Instructions for the task - Recast the lines of the listing below as a JSON list of strings, one string per line with blank lines left out, from the start of the listing through the line holding "[15, 0, 27, 5]]", inclusive.

Data shown -
----------

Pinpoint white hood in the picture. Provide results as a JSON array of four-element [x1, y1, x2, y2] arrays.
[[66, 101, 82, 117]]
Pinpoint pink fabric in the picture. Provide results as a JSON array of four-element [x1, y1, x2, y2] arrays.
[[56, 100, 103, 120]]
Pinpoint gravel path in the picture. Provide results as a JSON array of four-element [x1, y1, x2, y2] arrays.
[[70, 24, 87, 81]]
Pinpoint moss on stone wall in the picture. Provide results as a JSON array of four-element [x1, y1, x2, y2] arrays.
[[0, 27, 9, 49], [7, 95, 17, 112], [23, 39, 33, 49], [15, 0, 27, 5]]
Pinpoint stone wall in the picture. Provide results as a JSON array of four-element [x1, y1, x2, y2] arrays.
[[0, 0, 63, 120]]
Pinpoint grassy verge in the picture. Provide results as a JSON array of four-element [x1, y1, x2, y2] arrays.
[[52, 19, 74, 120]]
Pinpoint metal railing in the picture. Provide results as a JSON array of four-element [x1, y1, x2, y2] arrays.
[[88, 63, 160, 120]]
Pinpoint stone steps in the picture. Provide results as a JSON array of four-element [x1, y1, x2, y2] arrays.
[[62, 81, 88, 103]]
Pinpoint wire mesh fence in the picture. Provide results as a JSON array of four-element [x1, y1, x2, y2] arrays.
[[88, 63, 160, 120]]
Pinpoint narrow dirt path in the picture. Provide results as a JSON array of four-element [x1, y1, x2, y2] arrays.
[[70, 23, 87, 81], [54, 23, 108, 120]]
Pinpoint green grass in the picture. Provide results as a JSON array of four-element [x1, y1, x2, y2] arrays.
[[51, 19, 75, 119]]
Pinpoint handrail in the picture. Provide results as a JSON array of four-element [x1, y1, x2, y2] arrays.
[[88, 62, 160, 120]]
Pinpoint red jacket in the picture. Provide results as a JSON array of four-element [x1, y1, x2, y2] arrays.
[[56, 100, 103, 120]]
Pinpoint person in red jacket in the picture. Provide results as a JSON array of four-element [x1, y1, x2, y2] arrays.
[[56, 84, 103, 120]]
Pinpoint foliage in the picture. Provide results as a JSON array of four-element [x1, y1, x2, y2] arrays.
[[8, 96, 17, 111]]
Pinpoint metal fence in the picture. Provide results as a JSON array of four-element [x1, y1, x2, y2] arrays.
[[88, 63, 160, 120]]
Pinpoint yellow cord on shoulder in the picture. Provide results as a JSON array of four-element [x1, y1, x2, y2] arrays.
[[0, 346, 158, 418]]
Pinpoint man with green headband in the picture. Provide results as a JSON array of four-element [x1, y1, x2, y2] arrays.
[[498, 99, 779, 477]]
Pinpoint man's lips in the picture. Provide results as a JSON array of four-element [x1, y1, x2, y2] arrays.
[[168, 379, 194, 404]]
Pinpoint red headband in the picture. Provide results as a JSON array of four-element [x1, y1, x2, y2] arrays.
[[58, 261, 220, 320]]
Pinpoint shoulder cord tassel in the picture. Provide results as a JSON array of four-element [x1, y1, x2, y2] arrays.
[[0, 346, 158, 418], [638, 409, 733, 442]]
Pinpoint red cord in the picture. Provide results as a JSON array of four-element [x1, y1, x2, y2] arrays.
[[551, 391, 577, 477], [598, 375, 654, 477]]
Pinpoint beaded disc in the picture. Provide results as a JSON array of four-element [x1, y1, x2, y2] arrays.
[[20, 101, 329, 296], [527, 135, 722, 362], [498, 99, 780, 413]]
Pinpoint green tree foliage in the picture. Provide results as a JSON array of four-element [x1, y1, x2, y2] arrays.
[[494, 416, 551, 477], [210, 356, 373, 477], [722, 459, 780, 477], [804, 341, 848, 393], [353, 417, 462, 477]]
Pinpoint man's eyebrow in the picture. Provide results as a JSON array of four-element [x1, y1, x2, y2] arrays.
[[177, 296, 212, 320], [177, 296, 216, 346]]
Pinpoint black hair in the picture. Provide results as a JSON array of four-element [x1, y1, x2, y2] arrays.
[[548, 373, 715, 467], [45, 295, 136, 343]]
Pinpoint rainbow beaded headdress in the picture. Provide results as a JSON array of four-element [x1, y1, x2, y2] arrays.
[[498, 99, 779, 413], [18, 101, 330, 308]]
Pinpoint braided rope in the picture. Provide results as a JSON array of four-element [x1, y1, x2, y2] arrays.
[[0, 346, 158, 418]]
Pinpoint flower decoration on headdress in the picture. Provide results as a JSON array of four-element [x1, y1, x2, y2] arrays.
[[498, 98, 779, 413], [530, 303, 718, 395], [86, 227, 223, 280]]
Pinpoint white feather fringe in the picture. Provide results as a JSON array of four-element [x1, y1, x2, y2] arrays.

----------

Complete output -
[
  "Pinpoint white hood in the picture. Provide results as a JSON array of four-element [x1, y1, x2, y2] arrays.",
  "[[66, 101, 82, 117]]",
  "Pinpoint pink fabric in the picture. Provide results as a JSON array of four-element [x1, y1, x2, y2] arrays.",
  "[[56, 100, 103, 120]]",
  "Pinpoint gravel path in the picture. Provide results as a JSON array of four-element [x1, y1, x2, y2] arrays.",
  "[[70, 24, 87, 81]]",
  "Pinpoint moss on stone wall in the picture. Provide results as a JSON array of four-element [x1, y1, x2, y2] arrays.",
  "[[0, 27, 9, 49], [7, 95, 17, 112], [23, 39, 33, 49], [15, 0, 27, 5]]"
]